(Rows from a data source)
<<<<
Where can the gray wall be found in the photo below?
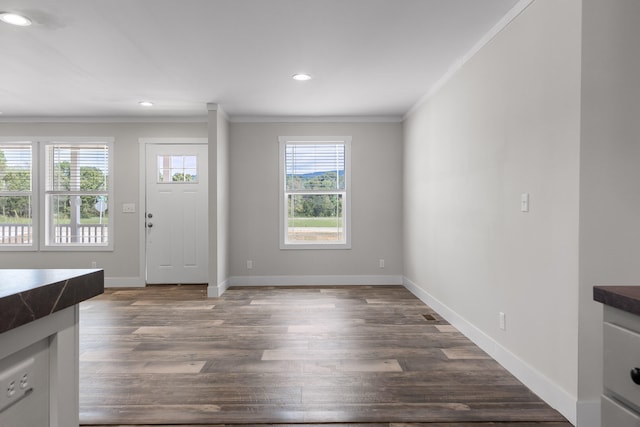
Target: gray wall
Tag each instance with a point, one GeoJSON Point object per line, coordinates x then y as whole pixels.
{"type": "Point", "coordinates": [506, 123]}
{"type": "Point", "coordinates": [376, 201]}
>>>>
- _EXERCISE PROMPT_
Reproduce every line of the rows above, requests included, but omit the pictures. Multiply each point coordinate in the answers by 0.95 and round to the nearest whole number, with halves rounded up.

- _EXERCISE OUTPUT_
Where can the gray wall be found in the photo below?
Target: gray wall
Tag each instance with a point, one GeoJSON Point object per line, coordinates x then y as whole pixels.
{"type": "Point", "coordinates": [481, 117]}
{"type": "Point", "coordinates": [357, 191]}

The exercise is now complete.